◆ ACTIONS TO TAKE
A - Name every landfill site in the report on Delhi's landfill review that the meeting sought to reclaim.
B - From the report on Delhi's landfill review, write out the part that starts with the words containing "The meeting, attended" and ends with "key agenda items.".

======== DOCUMENT EXCERPT ========

Delhi Chief Minister Rekha Gupta chairs the meeting on Saturday. (Photo: Special Arrangement)Chief Minister Rekha Gupta and Delhi Mayor Raja Iqbal Singh held a review meeting on Thursday to assess the city’s solid waste management efforts, with a focus on accelerating the reclamation of Delhi’s three main landfill sites — Ghazipur, Bhalswa, and Okhla.
The meeting, attended by Deputy Mayor Jai Bhagwan Yadav, Leader of the House Pravesh Wahi, Standing Committee Chairperson Satya Sharma, Deputy Chairman Sundar Singh, MCD Commissioner Ashwani Kumar, Additional Commissioner Jitender Yadav, the MCD Chief Engineer, and other senior officials, centered on 13 key agenda items.
“The Corporation has ramped up biomining from 25,000 TPD to 30,000 TPD as of July 2025, with the target of complete landfill reclamation before the 2026 deadline,” said Singh.

======== DATA BLOCK ========

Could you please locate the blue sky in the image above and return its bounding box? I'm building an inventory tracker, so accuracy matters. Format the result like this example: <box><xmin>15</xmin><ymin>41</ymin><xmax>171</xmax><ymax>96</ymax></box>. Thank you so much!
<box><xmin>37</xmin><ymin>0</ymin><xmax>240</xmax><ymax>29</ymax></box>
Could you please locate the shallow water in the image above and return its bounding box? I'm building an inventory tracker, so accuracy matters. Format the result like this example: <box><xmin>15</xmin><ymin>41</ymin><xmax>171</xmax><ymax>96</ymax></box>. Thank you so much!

========

◆ WORKED SOLUTIONS
A - Ghazipur, Bhalswa, Okhla

B -
The meeting, attended by Deputy Mayor Jai Bhagwan Yadav, Leader of the House Pravesh Wahi, Standing Committee Chairperson Satya Sharma, Deputy Chairman Sundar Singh, MCD Commissioner Ashwani Kumar, Additional Commissioner Jitender Yadav, the MCD Chief Engineer, and other senior officials, centered on 13 key agenda items.